▶ **Exercise objective**:
Extract the line that contains "written like (426,316)." and every line after it to the end of the records below, exactly as written and nothing else.

-- start Data rows --

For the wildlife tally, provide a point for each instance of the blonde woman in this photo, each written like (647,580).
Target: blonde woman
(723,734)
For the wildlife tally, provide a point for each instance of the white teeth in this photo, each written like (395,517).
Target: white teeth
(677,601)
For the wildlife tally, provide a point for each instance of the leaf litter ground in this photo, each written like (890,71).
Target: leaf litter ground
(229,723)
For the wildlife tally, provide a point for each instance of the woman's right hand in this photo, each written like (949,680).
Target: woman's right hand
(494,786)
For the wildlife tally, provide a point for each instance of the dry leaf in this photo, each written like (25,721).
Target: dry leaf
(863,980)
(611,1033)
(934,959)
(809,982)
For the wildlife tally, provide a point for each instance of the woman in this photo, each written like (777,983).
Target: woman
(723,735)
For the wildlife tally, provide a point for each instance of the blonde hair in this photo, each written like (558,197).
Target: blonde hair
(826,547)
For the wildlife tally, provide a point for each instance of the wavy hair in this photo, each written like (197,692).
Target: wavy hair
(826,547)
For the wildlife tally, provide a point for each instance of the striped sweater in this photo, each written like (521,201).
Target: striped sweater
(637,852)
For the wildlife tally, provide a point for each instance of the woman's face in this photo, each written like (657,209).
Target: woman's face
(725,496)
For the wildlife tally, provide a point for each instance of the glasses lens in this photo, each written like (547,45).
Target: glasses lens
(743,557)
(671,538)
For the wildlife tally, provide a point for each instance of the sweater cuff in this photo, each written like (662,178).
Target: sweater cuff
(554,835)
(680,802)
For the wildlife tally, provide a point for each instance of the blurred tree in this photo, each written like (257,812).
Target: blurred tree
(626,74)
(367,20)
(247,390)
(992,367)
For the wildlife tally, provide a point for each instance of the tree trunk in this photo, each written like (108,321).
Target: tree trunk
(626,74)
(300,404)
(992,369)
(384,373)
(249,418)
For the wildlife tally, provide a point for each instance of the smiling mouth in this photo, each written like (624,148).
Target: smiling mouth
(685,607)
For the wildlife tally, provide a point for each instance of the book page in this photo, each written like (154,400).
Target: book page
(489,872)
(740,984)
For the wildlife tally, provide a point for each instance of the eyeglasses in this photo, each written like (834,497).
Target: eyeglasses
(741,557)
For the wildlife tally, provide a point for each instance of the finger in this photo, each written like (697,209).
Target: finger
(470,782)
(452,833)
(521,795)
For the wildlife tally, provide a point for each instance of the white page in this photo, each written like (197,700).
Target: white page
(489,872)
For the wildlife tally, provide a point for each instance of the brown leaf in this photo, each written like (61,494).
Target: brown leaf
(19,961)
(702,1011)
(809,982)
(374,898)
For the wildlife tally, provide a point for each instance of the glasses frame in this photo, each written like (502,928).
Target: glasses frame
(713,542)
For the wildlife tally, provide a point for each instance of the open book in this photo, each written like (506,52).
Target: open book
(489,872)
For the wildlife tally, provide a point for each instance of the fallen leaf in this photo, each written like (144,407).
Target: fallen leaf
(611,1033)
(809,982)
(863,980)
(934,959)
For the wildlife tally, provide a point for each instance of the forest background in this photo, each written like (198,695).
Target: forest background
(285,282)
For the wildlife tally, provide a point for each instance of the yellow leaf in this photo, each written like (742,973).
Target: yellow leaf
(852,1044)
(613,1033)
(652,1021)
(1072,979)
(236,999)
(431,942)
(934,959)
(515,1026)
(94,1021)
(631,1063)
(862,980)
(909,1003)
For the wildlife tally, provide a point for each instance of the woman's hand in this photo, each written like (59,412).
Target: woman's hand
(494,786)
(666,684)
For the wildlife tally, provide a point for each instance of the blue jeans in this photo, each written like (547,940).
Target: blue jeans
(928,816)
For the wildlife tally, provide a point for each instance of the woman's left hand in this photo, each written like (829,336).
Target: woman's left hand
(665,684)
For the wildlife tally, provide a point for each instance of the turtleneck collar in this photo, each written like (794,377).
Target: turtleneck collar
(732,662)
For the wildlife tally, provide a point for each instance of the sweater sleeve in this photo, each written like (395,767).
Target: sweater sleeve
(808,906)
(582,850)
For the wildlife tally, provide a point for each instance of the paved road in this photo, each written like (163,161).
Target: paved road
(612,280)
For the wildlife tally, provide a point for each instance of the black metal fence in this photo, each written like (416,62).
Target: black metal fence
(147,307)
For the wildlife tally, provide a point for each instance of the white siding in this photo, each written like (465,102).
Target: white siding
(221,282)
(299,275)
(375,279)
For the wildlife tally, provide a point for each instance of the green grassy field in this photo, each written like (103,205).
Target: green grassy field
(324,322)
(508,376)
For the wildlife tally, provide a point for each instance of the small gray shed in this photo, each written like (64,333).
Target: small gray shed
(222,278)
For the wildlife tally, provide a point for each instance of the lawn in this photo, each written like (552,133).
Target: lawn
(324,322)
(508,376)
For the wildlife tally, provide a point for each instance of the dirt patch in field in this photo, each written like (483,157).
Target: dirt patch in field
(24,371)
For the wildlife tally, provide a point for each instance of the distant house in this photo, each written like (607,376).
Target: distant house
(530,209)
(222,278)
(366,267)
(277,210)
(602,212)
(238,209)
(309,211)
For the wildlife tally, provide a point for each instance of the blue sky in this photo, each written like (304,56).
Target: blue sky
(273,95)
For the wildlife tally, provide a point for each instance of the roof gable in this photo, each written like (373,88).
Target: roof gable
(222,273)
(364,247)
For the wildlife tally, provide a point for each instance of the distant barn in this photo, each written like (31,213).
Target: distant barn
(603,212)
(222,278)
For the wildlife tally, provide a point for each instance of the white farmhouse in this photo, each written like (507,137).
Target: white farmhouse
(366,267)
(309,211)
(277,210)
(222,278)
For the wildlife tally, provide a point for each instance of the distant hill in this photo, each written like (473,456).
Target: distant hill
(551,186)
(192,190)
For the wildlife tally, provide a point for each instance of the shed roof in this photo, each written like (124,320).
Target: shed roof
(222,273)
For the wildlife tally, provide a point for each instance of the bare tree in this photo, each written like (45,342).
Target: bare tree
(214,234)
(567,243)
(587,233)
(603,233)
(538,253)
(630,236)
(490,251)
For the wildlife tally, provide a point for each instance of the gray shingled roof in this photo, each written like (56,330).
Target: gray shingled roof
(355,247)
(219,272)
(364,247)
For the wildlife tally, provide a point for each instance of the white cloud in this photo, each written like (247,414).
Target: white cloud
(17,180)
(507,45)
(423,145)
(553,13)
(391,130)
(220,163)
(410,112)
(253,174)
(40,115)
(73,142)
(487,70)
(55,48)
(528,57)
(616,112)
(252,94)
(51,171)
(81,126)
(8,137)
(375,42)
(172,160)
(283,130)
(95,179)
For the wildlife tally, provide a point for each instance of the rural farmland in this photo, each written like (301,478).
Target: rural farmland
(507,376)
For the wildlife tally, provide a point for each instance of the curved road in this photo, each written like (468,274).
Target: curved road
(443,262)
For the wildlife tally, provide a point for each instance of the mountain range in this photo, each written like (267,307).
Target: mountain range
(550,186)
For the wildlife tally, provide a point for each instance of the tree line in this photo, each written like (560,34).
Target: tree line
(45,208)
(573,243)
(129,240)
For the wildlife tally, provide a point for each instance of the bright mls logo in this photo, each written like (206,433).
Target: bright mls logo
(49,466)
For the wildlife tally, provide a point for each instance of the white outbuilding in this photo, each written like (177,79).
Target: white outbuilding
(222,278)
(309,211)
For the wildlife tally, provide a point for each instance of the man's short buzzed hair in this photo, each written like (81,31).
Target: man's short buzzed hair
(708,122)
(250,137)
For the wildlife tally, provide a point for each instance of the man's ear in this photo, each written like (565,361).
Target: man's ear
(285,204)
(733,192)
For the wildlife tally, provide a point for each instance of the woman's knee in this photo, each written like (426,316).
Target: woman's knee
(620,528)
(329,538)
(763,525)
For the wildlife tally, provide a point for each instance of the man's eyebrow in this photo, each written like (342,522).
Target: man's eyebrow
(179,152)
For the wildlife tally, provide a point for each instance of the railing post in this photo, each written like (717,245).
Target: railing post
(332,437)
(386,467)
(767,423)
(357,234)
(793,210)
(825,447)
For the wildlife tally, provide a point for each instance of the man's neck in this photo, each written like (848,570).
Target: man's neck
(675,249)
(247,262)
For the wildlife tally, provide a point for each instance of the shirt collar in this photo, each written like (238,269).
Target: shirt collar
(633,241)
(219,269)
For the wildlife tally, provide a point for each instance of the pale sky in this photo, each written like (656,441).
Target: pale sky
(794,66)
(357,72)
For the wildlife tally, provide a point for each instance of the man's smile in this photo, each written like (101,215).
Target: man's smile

-- end Data rows --

▶ **The response**:
For the wildlife tally, provide a point for each instance of the woman's knee in this photo, each written like (426,316).
Target: woman's knee
(620,528)
(329,538)
(763,525)
For the wildlife tally, provide a point for each instance of the man's eyebrow in this photo, each written like (342,522).
Target: man's eyebrow
(179,152)
For the wildlife tally, provide a point for each instance of the railing post in this photo, each written like (717,245).
Target: railing post
(332,437)
(386,467)
(767,423)
(357,234)
(793,210)
(825,447)
For the wildlife tally, provide a point for each instance of the man's neck in this photo, each written like (848,570).
Target: man's neck
(675,249)
(247,262)
For the wildlife tally, provide a point for each instance of the shirt collar in this photo, each written like (238,269).
Target: shirt collar
(633,241)
(219,269)
For the wildlife tally, provide a point for each instance of the pale sky in this photo, each written like (656,441).
Target: pale sky
(794,66)
(357,72)
For the wildlife tally, provide a point for each instance of the man's smile in this photo, each written like (101,215).
Target: man's smile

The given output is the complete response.